- [Task details]: Rewrite the records below, replacing every occurrence of "drop a dot" with "place a marker" and leaving all other text unchanged.

- [Records for identifying positions]:
+ + + + +

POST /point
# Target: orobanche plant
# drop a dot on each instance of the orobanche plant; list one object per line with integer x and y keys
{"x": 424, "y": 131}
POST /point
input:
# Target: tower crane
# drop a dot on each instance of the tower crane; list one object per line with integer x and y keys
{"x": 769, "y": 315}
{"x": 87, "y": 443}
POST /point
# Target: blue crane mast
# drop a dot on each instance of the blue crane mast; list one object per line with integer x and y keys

+ + + + +

- [Exercise result]:
POST /point
# Target: orobanche plant
# place a marker on each instance of the orobanche plant; list one object per line with integer x and y keys
{"x": 424, "y": 131}
POST /point
input:
# Target: tower crane
# place a marker on each instance of the tower crane; list one object per line with integer x and y keys
{"x": 769, "y": 315}
{"x": 87, "y": 443}
POST /point
# Target: blue crane mast
# place a marker on each instance of the blue crane mast; list one object per line with integer x and y keys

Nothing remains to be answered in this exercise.